This phylogeny of pterosaurs entails the various phylogenetic trees used to classify pterosaurs throughout the years and varying views of these animals. Pterosaur phylogeny is currently highly contested and several hypotheses are presented below.

==Historical classification==

===Early theories===
The earliest discoveries of pterosaurs were partnered with debate over their classification and relatedness to modern animals, beginning with the 1784 description of what would become Pterodactylus as a marine vertebrate of uncertain relationships. Following this, French palaeontologist Georges Cuvier would identify the animal as a reptile; part of some previously unknown flying lineage which is now extinct. Alternative identifications for Pterodactylus around the same time included a waterfowl or a new kind of bat, and even as a form intermediate between birds and flying mammals. Very sparse pterosaur fossils were known throughout the early 19th century, and even beyond Pterodactylus the only other fossil reptiles to compare with were Protorosaurus, an ichthyosaur and a crocodile, and Mosasaurus. The first group name given for pterosaurs was in 1834 when German naturalist Johann Jakob Kaup named Pterosauri for then, which was followed by the names Podoptera, Ornithosauri, Ornithosaurii, Saurornia, Ornithosauria, and Patagiosauria introduced by various other authors. The accepted name for pterosaurs is Pterosauria, a corrected spelling introduced in 1842 by British palaeontologist Richard Owen for the name given by Kaup. Pterosaurs, while classified as an order within Reptilia by Owen, were continuously placed between mammals and reptiles, birds and mammals, or between reptiles and birds, as classification did not account for the possibility that cold-blooded reptiles could include and be ancestral to warm-blooded groups like birds, mammals, and presumably pterosaurs.

◆ **Entries**:
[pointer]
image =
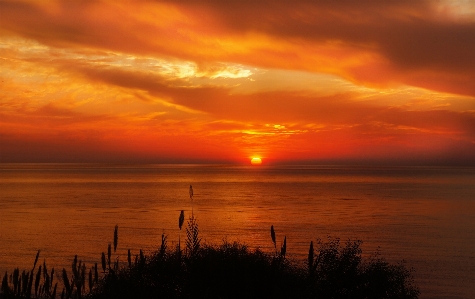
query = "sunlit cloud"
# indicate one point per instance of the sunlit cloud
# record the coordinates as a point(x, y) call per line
point(307, 80)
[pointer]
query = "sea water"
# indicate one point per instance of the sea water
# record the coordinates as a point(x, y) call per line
point(424, 216)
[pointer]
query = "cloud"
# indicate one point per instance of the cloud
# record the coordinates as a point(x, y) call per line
point(369, 42)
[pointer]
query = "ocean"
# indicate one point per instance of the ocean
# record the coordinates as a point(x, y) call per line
point(423, 216)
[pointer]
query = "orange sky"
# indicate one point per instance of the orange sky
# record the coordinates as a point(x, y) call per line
point(306, 81)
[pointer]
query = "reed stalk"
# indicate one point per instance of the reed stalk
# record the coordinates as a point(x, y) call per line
point(116, 237)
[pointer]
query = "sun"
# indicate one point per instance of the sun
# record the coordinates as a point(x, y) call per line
point(256, 161)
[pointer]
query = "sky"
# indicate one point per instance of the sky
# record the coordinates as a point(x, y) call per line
point(212, 81)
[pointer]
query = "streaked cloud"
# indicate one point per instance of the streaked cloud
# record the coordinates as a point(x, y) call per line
point(305, 80)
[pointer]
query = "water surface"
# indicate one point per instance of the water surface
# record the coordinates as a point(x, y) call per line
point(423, 215)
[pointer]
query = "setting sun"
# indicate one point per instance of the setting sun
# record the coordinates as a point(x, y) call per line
point(256, 161)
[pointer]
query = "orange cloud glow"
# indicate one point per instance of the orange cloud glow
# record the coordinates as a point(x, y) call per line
point(220, 81)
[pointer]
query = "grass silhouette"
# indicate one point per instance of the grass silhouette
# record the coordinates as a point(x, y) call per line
point(229, 270)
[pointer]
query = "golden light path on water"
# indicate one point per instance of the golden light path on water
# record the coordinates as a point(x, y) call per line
point(422, 215)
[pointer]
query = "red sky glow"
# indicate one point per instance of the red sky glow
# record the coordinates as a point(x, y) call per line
point(224, 81)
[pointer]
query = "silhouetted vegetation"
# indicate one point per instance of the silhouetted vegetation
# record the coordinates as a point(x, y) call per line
point(229, 270)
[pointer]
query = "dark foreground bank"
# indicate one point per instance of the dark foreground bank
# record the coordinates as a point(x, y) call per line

◆ **Tasks and exercises**:
1. Using the passage on pterosaur classification, mark each statement yes or no and quote the words that decide it: (a) Richard Owen introduced the name Pterosauria in 1842; (b) Georges Cuvier identified Pterodactylus as a kind of bat; (c) pterosaur fossils were plentiful throughout the early 19th century.
2. Duplicate the stretch of the passage on pterosaur classification from "This phylogeny of" through "are presented below.".

◆ **Answers to the exercises**:
1.
(a) Yes: "a corrected spelling introduced in 1842 by British palaeontologist Richard Owen for the name given by Kaup"
(b) No: "French palaeontologist Georges Cuvier would identify the animal as a reptile"
(c) No: "Very sparse pterosaur fossils were known throughout the early 19th century"

2.
This phylogeny of pterosaurs entails the various phylogenetic trees used to classify pterosaurs throughout the years and varying views of these animals. Pterosaur phylogeny is currently highly contested and several hypotheses are presented below.